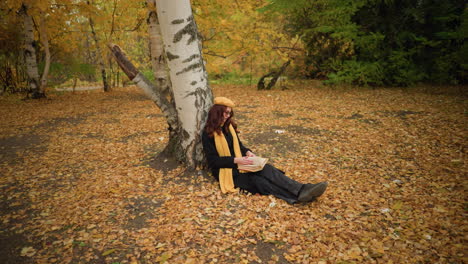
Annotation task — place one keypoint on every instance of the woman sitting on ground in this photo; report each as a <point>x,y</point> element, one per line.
<point>225,152</point>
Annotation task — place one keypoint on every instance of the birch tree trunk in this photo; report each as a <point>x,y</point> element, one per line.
<point>45,43</point>
<point>192,95</point>
<point>30,56</point>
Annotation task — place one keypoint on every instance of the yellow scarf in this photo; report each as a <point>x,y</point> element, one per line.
<point>225,174</point>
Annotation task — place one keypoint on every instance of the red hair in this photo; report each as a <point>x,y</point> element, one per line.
<point>215,120</point>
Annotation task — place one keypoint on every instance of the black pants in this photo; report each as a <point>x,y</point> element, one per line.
<point>271,181</point>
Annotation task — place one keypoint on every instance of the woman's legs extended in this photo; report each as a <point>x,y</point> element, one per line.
<point>272,181</point>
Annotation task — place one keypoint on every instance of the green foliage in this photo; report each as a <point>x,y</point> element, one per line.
<point>357,72</point>
<point>381,42</point>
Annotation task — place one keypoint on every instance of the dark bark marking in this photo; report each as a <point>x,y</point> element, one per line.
<point>190,67</point>
<point>177,21</point>
<point>190,29</point>
<point>191,58</point>
<point>185,134</point>
<point>171,56</point>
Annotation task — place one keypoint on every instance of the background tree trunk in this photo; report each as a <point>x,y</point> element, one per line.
<point>192,95</point>
<point>275,75</point>
<point>45,43</point>
<point>102,67</point>
<point>158,60</point>
<point>30,56</point>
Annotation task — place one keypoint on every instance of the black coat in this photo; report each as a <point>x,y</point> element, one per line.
<point>215,162</point>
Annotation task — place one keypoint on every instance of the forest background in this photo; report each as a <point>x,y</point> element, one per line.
<point>374,43</point>
<point>82,182</point>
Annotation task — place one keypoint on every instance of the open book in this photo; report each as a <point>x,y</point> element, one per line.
<point>258,164</point>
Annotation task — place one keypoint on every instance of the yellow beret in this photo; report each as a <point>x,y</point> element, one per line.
<point>224,101</point>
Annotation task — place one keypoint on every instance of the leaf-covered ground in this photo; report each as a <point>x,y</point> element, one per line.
<point>79,183</point>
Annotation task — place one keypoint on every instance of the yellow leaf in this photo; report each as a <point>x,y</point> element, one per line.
<point>397,205</point>
<point>108,252</point>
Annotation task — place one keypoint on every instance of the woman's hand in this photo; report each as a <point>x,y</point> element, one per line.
<point>250,154</point>
<point>243,161</point>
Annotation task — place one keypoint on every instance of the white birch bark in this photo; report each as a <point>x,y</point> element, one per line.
<point>45,43</point>
<point>192,95</point>
<point>30,54</point>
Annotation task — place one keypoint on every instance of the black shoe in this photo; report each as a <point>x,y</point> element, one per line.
<point>311,191</point>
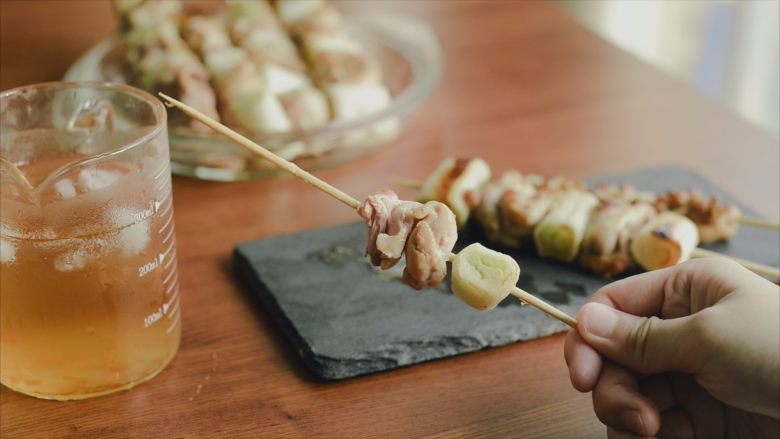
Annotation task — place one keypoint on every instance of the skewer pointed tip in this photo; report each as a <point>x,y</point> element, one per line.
<point>169,101</point>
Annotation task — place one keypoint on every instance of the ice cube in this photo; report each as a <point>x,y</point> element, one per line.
<point>134,238</point>
<point>65,188</point>
<point>7,251</point>
<point>92,116</point>
<point>92,179</point>
<point>69,261</point>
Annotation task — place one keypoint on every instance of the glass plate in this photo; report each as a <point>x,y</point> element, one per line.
<point>408,53</point>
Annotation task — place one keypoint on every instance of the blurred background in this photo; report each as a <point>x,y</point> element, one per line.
<point>728,50</point>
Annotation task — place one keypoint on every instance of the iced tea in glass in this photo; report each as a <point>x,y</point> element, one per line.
<point>89,296</point>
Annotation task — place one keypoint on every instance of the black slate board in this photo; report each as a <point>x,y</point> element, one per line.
<point>346,318</point>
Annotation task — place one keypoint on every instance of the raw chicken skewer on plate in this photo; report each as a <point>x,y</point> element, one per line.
<point>425,233</point>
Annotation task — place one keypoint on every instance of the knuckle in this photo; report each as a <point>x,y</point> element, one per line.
<point>639,339</point>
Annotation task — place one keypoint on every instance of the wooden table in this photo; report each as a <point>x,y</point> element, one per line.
<point>525,87</point>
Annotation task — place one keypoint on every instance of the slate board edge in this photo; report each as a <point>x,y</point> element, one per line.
<point>332,369</point>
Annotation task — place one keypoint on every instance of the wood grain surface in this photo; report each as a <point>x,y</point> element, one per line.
<point>525,87</point>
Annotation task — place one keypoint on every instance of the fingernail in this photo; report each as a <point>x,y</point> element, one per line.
<point>600,320</point>
<point>632,420</point>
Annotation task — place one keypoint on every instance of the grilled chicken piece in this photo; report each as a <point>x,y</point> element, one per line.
<point>605,247</point>
<point>716,221</point>
<point>424,233</point>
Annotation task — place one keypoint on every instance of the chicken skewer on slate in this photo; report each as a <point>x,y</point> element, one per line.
<point>425,233</point>
<point>569,223</point>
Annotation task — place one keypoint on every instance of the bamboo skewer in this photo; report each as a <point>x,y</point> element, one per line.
<point>758,222</point>
<point>755,267</point>
<point>543,306</point>
<point>334,192</point>
<point>411,183</point>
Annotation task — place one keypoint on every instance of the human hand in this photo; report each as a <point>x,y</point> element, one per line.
<point>688,351</point>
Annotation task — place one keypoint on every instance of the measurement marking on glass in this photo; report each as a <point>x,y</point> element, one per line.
<point>172,285</point>
<point>172,305</point>
<point>144,214</point>
<point>168,277</point>
<point>167,305</point>
<point>167,208</point>
<point>163,199</point>
<point>167,237</point>
<point>170,260</point>
<point>167,223</point>
<point>164,254</point>
<point>175,322</point>
<point>175,308</point>
<point>162,186</point>
<point>152,318</point>
<point>148,267</point>
<point>162,171</point>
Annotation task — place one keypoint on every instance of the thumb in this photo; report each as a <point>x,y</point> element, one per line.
<point>644,344</point>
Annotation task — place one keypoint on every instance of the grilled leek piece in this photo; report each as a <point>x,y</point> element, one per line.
<point>559,234</point>
<point>482,278</point>
<point>450,182</point>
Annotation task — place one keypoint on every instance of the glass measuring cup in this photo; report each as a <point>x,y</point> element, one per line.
<point>89,298</point>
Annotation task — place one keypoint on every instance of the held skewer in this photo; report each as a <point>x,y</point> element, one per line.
<point>764,270</point>
<point>336,193</point>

************

In your answer, repeat the material above in full, exactly, and without its pictures.

Annotation task — place one keypoint on every instance of the woman sitting on ground in this photo; report each as a <point>x,y</point> element, one per line.
<point>225,152</point>
Annotation task — place one keypoint on every instance of the birch tree trunk in this photo; report each as a <point>x,y</point> element, one per line.
<point>45,43</point>
<point>192,95</point>
<point>30,56</point>
Annotation task — place one keypoint on every instance of the yellow scarf in this photo; report each as a <point>x,y</point> element, one per line.
<point>225,174</point>
Annotation task — place one keypoint on every instance of the red hair in this photo; report each as a <point>x,y</point> element, one per line.
<point>215,120</point>
Annotation task — place one keypoint on every instance of the black pants in this photo; report each as a <point>x,y</point> element, one per line.
<point>271,181</point>
Annotation task — place one keypoint on every instance of the woman's legs extended in this photo; report each as a <point>x,y</point> element, one per line.
<point>272,181</point>
Annotation task — place one keypoint on every instance of the green foliage in this photo; report each as a <point>x,y</point> element, one per line.
<point>357,72</point>
<point>381,42</point>
Annotation task — place one keypoint on every instance of the dark bark marking in this photo; report each as a <point>x,y</point> element, one per line.
<point>190,67</point>
<point>177,21</point>
<point>190,29</point>
<point>191,58</point>
<point>185,134</point>
<point>171,56</point>
Annotation task — place one keypoint on every instance of the background tree trunk in this photo; report each as a <point>x,y</point> element, one per line.
<point>192,95</point>
<point>275,75</point>
<point>45,43</point>
<point>102,67</point>
<point>158,60</point>
<point>30,56</point>
Annotation task — place one keypoint on every instance of the black coat in this photo; report each as a <point>x,y</point> element, one per line.
<point>215,162</point>
Annotation task — place one keypoint on every instance of the forest background in this photo; report each as a <point>x,y</point> element, one per line.
<point>374,43</point>
<point>82,182</point>
Annotation task — place one keypoint on every instance of the open book in this photo; report each as a <point>x,y</point> element, one per line.
<point>258,164</point>
Annotation task — place one keypoint on every instance of the yellow beret in this photo; report each as a <point>x,y</point> element, one per line.
<point>224,101</point>
Annotation task — place one keypoint on every instance of the leaf-covered ground in this photo; report each as a <point>x,y</point> element, one per line.
<point>79,183</point>
Annotation task — place one keypoint on every instance of the yellow leaf in this photo; report each as a <point>x,y</point> element, one per line.
<point>397,205</point>
<point>108,252</point>
Annotation task — place one keypoint on every instance of the woman's hand in this photo; report each as a <point>x,y</point> element, one per line.
<point>250,154</point>
<point>243,161</point>
Annotation task — place one keypoint on every instance of the white birch bark in this photo; report each as a <point>x,y</point> element, one per line.
<point>45,43</point>
<point>192,95</point>
<point>30,54</point>
Annotation task — place one keypoint on every instance of the black shoe in this photo; report each as a <point>x,y</point> element, one per line.
<point>311,191</point>
Annotation task — place one keypoint on every instance of the skewer pointed tip in this photo; report each as a <point>x,y</point> element, one per line.
<point>169,101</point>
Annotation task — place one keypoint on every instance of the ice cube in this photo; report each as a <point>x,y</point> element, one per line.
<point>134,238</point>
<point>65,188</point>
<point>7,251</point>
<point>92,116</point>
<point>92,179</point>
<point>69,261</point>
Annotation task — place one keypoint on every instance of the glass plate in this photo; report each as a <point>x,y</point> element, one per line.
<point>408,53</point>
Annotation task — place one keypoint on every instance of the blurred background in this photo; report each as a <point>x,y</point> element, one per line.
<point>728,50</point>
Annotation task — place one keypoint on every instance of the iced tea in glass in this photo; report each as a <point>x,y</point> element, one per line.
<point>89,296</point>
Annotation task — place one keypoint on every instance of the black slate board in this photo; report each as a <point>x,y</point> element, one per line.
<point>346,318</point>
Annotation task — place one keypoint on every instance of the raw chicken skewer on plate in this photo; report each as a <point>x,y</point> element, one per line.
<point>425,233</point>
Annotation task — place one keypoint on every instance of the knuckle in this photo; report each as a <point>x,y</point> element, one per line.
<point>639,339</point>
Annotation task — place one keypoint on every instance of the wooden table in this photo; report each as a <point>x,y</point> element, one per line.
<point>525,87</point>
Annotation task — place one keypoint on every instance of the slate board edge in this photo; report each as a <point>x,y</point> element, one per line.
<point>332,369</point>
Annotation task — place one keypoint on every instance of the wood grain surface in this photo; report each as a <point>x,y</point> element, one per line.
<point>525,87</point>
Annotation task — place one keypoint on every instance of the fingernail in this photo; report each as a <point>x,y</point> element, one per line.
<point>600,320</point>
<point>632,420</point>
Annotation task — place one keypoint on every instance of the grilled chicken piece in this photo; report each as a <point>x,y</point> element, one per line.
<point>605,247</point>
<point>716,221</point>
<point>424,233</point>
Annotation task — place one keypoint on every instance of the chicken skewer on slate in this photo; report each as a <point>x,y</point> element, one per line.
<point>425,233</point>
<point>569,223</point>
Annotation task — place one keypoint on every instance of the bamboo skewer in this photo; report each as a <point>x,y</point> element, one per line.
<point>758,222</point>
<point>755,267</point>
<point>543,306</point>
<point>334,192</point>
<point>411,183</point>
Annotation task — place one keypoint on every instance of the human hand in this photo; report each as a <point>x,y</point> element, one per line.
<point>688,351</point>
Annotation task — place one keypoint on every instance of the measurement marking on glass in this photo; report each as a <point>x,y</point> element, one per line.
<point>172,285</point>
<point>172,305</point>
<point>144,214</point>
<point>168,277</point>
<point>167,305</point>
<point>167,208</point>
<point>163,199</point>
<point>167,237</point>
<point>170,260</point>
<point>167,223</point>
<point>164,254</point>
<point>175,322</point>
<point>175,308</point>
<point>162,186</point>
<point>152,318</point>
<point>148,267</point>
<point>162,171</point>
Annotation task — place one keypoint on every instance of the thumb in this photo; report each as a <point>x,y</point> element, one per line.
<point>644,344</point>
Annotation task — place one keypoint on every instance of the grilled leek piece in this photo; report each as a <point>x,y</point> element, one per line.
<point>559,234</point>
<point>482,278</point>
<point>450,182</point>
Annotation task — place one keypoint on every instance of the glass measuring cup in this photo; report each as a <point>x,y</point> element, one per line.
<point>89,298</point>
Annotation task — place one keypoint on every instance of the held skewer in this photo; report each as a <point>x,y</point> element, one per line.
<point>764,270</point>
<point>336,193</point>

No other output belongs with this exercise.